* _Source_:
_ _ _ _ _
Next Congress needs to aim higher

The phrase “do-nothing Congress” is used so often that one wonders if it has always applied and always will. But as the 109th Congress prepares to adjourn this weekend, Thomas Mann and Norman Ornstein offer some depressing context in a Los Angeles Times commentary. The 11 appropriations bills are unfinished. More than 25 of the year’s fewer than 100 days in session have seen no votes scheduled before 6:30 p.m., and the typical congressional workweek now lasts from Tuesday evening through noon Thursday. Of greater concern to the authors, though, is how Congress increasingly pushes through “sloppy and ill-considered legislation” to score political points. “The framers wanted Congress to move slowly and deliberately,” they write. “But today, it is common to spring on the House and Senate a 1,000-page bill that has not been through any vetting process. With little notice and no time for anyone to read the bill, much less absorb or analyze it, with no amendments allowed, the leadership demands a party-line, up-or-down vote. This is a formula for poor oversight and worse law.”
Posted by Rhonda Holman

23 Comments

  1. Joe Williams
    Posted September 29, 2006 at 12:30 am | Permalink

    You think it’s bad now! Wait until the Democrats get back in power. Nothing going to get done.

  2. politicalmom
    Posted September 29, 2006 at 6:01 am | Permalink

    They are getting stuff done, from OKing torture to approving spying on AMERICANS through warrantless wiretapping, to handing the ownership of everything in this country to religious nuts…they’re eroding anything this nation stands for.

  3. Roo Haa
    Posted September 29, 2006 at 6:31 am | Permalink

    “The framers wanted Congress to move slowly and deliberately,” So, am I wrong to assume that the Congress was meant to be an ever fluid coalition of multiple parties instead of the constantly warring two-party parliamentary-like system currently in fashion? Maybe it is time to revisit the system on how Reps and Sens are elected.

  4. .morg
    Posted September 29, 2006 at 7:41 am | Permalink

    It’s funny to listen to Joe, if it was 1970 I would be considered a moderate Republican, socially liberal fiscally conservative.
_ _ _ _ _
* _Data supplied_:
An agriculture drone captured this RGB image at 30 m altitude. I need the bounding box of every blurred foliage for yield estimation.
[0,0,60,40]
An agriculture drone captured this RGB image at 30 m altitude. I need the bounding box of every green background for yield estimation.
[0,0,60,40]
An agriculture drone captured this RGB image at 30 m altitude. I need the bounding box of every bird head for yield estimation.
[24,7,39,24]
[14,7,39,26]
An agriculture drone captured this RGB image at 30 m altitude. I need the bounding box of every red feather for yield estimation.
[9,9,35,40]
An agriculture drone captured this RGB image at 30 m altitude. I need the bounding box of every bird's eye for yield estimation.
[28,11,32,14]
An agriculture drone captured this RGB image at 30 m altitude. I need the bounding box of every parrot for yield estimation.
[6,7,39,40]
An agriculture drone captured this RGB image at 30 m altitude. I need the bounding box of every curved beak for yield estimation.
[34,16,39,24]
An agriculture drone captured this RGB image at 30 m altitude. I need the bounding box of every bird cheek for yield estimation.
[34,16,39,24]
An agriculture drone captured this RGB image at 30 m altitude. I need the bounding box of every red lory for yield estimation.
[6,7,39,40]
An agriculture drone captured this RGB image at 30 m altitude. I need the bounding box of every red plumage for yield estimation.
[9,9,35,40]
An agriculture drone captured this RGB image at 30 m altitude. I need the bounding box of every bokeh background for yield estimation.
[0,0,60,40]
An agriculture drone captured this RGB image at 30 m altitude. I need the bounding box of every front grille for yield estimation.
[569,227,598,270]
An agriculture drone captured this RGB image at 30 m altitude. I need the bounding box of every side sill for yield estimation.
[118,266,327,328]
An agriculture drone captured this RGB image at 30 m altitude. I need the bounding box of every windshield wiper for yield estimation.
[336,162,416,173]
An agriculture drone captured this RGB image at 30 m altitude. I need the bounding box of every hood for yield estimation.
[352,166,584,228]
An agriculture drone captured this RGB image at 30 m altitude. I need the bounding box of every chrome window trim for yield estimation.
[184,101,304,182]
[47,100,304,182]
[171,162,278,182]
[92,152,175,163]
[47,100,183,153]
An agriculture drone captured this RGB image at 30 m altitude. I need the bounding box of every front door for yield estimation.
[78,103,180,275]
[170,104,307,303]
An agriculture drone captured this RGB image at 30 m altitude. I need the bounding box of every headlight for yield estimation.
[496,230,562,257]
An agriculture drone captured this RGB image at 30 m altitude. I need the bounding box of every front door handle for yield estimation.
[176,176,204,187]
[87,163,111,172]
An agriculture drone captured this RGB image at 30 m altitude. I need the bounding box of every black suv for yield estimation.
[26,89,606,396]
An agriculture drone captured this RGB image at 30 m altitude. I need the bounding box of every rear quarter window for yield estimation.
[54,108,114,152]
_ _ _ _ _
Answer these questions about the blog post on Congress:
(a) How many appropriations bills does the post say are unfinished?
(b) Who posted the piece?
(c) In the comment from .morg, in what year would the writer have been considered a moderate Republican?
The records have no connection to the blog post on Congress.

* _Exercise solution_:
(a) 11
(b) Rhonda Holman
(c) 1970